§ **PROBLEM DESCRIPTION**: Print the listing below in its entirety, character for character.

§ **GIVEN RECORDS**:
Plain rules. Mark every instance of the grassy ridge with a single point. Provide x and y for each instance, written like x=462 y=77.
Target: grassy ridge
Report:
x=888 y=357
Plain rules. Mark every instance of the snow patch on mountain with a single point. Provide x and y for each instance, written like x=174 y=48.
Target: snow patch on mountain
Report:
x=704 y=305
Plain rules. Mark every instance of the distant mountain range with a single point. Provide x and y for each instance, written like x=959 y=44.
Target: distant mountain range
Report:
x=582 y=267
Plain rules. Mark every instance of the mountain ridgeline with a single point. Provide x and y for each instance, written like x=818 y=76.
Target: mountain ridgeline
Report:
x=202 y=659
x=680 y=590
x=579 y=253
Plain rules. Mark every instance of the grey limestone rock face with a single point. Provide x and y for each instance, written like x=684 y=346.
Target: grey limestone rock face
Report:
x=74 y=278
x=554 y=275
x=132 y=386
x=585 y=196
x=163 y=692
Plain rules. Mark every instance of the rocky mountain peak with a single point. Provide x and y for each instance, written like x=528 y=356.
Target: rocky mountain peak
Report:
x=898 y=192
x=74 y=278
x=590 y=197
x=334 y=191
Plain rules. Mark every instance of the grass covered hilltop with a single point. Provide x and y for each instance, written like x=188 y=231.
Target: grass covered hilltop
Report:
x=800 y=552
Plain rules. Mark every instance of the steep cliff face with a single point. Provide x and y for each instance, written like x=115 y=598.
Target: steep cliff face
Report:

§ **ANSWER TO THIS TASK**:
Plain rules. Mark every instance of the grassy ridge with a single point. Provide x and y for each instance, written like x=462 y=77.
Target: grassy ridge
Report:
x=888 y=357
Plain rules. Mark every instance of the snow patch on mountain with a single point. Provide x and y for each instance, written like x=174 y=48.
Target: snow patch on mountain
Report:
x=704 y=305
Plain rules. Mark every instance of the distant mountain range with a single point. Provide x and y for each instance, written like x=959 y=44.
Target: distant mountain range
Report:
x=582 y=267
Plain rules. Mark every instance of the mountain ridgeline with a single point. Provide x and y for each instance, written like x=818 y=76.
Target: mountain ridgeline
Report:
x=202 y=659
x=680 y=590
x=579 y=253
Plain rules. Mark every instance of the grey limestone rock face with a single point. Provide x and y for each instance, written like x=684 y=346.
Target: grey limestone rock face
Report:
x=74 y=278
x=554 y=275
x=132 y=386
x=585 y=196
x=163 y=692
Plain rules. Mark every instance of the rocky mountain peak with a single point. Provide x and y for each instance, written like x=528 y=356.
Target: rocky mountain peak
Report:
x=898 y=192
x=74 y=278
x=590 y=197
x=334 y=191
Plain rules. Mark every instance of the grass covered hilltop with a single point. Provide x and y for each instance, written like x=188 y=231.
Target: grass covered hilltop
Report:
x=800 y=552
Plain rules. Mark every instance of the steep cliff face with a single point. Provide x and y for each instance, written like x=115 y=598.
Target: steep cliff face
Report:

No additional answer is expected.